** The data follows **

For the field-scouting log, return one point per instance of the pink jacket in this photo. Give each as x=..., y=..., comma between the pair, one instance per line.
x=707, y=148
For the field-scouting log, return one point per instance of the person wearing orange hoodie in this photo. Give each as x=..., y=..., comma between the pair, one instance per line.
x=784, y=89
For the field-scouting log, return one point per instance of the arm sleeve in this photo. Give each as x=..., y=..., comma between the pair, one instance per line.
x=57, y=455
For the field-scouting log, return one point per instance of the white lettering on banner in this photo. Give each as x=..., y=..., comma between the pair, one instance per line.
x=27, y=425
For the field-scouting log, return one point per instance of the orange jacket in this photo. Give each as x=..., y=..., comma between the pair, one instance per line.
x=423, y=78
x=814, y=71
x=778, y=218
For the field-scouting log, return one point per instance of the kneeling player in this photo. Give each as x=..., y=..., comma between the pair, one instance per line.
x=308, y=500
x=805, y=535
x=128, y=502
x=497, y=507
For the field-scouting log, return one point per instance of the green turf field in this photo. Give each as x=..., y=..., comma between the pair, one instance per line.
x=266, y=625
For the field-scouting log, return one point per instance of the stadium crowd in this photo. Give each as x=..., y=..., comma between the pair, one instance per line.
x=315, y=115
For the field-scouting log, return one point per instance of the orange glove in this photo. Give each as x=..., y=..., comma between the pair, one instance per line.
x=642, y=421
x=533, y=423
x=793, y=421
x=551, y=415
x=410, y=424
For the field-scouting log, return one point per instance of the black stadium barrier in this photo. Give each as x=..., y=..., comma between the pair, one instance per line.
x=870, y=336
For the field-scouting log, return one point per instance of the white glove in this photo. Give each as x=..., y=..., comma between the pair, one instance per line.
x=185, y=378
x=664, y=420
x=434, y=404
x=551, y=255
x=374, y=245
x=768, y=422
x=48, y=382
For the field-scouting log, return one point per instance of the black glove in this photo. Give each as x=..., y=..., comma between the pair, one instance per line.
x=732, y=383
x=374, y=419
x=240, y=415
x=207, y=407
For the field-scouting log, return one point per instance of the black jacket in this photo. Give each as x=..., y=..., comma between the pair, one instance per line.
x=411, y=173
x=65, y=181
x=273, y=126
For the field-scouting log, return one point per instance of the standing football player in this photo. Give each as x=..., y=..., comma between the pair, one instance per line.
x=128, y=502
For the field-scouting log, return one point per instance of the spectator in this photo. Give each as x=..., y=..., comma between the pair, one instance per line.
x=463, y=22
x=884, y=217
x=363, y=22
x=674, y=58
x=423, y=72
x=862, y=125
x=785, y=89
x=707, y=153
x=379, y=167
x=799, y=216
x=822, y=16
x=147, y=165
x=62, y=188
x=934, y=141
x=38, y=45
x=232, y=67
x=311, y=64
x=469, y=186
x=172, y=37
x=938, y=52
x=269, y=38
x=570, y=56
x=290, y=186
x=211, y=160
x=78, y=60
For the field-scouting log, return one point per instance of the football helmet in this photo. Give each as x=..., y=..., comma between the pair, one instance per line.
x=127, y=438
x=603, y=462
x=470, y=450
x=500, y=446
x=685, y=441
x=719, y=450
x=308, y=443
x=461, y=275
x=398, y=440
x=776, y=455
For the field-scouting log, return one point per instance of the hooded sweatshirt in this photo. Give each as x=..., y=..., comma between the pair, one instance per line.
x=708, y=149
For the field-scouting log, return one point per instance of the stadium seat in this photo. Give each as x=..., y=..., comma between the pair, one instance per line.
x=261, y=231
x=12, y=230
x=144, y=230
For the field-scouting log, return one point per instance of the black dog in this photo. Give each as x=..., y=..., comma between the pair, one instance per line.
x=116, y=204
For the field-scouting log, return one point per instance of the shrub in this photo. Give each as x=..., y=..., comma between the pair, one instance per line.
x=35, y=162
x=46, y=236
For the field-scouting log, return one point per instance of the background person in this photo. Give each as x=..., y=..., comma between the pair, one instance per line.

** End of The data **

With no additions or omissions, transcribe every record.

For the field-scouting log, return one point per instance of the pink jacket in this photo. Give each as x=..., y=..., comma between the pair, one instance per line.
x=707, y=148
For the field-scouting log, return one point per instance of the person wearing orange hoodie in this photo. Give each as x=..., y=..., comma between the pair, one instance per line.
x=784, y=89
For the field-scouting log, return one point per instance of the arm sleeve in this photo. Give each as x=..., y=..., comma between the pair, one instance per line.
x=57, y=455
For the field-scouting log, return one point per instance of the white lettering on banner in this photo. Give each as x=..., y=..., comma between the pair, one instance per line.
x=27, y=425
For the field-scouting log, return one point per instance of the orange jacket in this photo. Give each as x=..., y=..., comma between the pair, one instance per line.
x=423, y=78
x=814, y=71
x=778, y=218
For the field-scouting log, return one point per instance of the kneeling player in this photo. Give each as x=..., y=..., comma between the pair, one instance per line.
x=308, y=500
x=805, y=535
x=128, y=502
x=497, y=507
For the field-scouting log, return one point per instance of the green turf field in this photo. Give each as x=..., y=..., comma between the pair, one instance per line.
x=266, y=625
For the field-scouting log, return one point per instance of the stadium crowd in this photo. Give each as x=..., y=..., comma between the pair, one instance per line.
x=315, y=115
For the field-scouting log, return one point per instance of the orange glove in this photo. Give each as x=..., y=..., comma between the pair, one instance per line.
x=642, y=421
x=533, y=423
x=793, y=421
x=551, y=415
x=410, y=424
For the field-scouting log, return one point per instance of the black stadium barrier in this photo. Give each as x=..., y=..., comma between the pair, one instance per line.
x=870, y=336
For the field-scouting log, return one point per instance of the white glove in this photo. Give each as x=..., y=..., comma between the pair, one instance per line.
x=185, y=378
x=664, y=420
x=434, y=404
x=551, y=255
x=374, y=245
x=768, y=422
x=48, y=382
For the field-scouting log, return one point per instance of the black glove in this photo. Give each as x=..., y=..., comma between the pair, one instance per line.
x=732, y=383
x=374, y=419
x=240, y=415
x=207, y=407
For the field-scouting log, return one point per instance of the black jacket in this photo. Give each as x=..., y=..., comma between the pair, one instance per line.
x=411, y=173
x=65, y=181
x=273, y=126
For the field-scouting log, return one point per instance of the standing football player in this photo. Give each as x=..., y=..., comma between the pair, one instance per line.
x=128, y=502
For the field-scouting log, return one point per instance of the spectator in this photo. Give each as x=..., y=..., comma between the pair, one instance per line.
x=463, y=22
x=884, y=217
x=363, y=22
x=674, y=58
x=423, y=72
x=862, y=125
x=785, y=89
x=707, y=153
x=379, y=167
x=799, y=216
x=822, y=16
x=147, y=165
x=62, y=188
x=934, y=141
x=38, y=45
x=232, y=67
x=311, y=64
x=469, y=186
x=172, y=37
x=938, y=52
x=269, y=38
x=570, y=56
x=290, y=186
x=211, y=160
x=78, y=60
For the field-scouting log, return one point per instance of the football helmet in this photo. Give each as x=..., y=..., comma between the pair, one instance per line.
x=127, y=438
x=603, y=462
x=470, y=450
x=500, y=446
x=685, y=441
x=719, y=450
x=308, y=443
x=461, y=275
x=398, y=440
x=776, y=455
For the field-scouting log, return one point per instance of the hooded sweatshirt in this photo. Give each as x=..., y=..., comma between the pair, one instance per line.
x=708, y=149
For the field-scouting log, return one point per instance of the stadium seat in this photo. Give each as x=..., y=..., comma between the pair, one instance per line.
x=261, y=231
x=12, y=230
x=144, y=230
For the field-scouting log, return one point per instance of the black dog in this photo. Give each as x=..., y=..., comma between the pair, one instance per line.
x=116, y=204
For the field-scouting log, return one point per instance of the shrub in this photo. Give each as x=..., y=..., comma between the pair, one instance per line.
x=35, y=162
x=46, y=236
For the field-scouting log, return one point per instance of the background person in this photo. Give each as x=..., y=..., comma between the pair, one instance per line.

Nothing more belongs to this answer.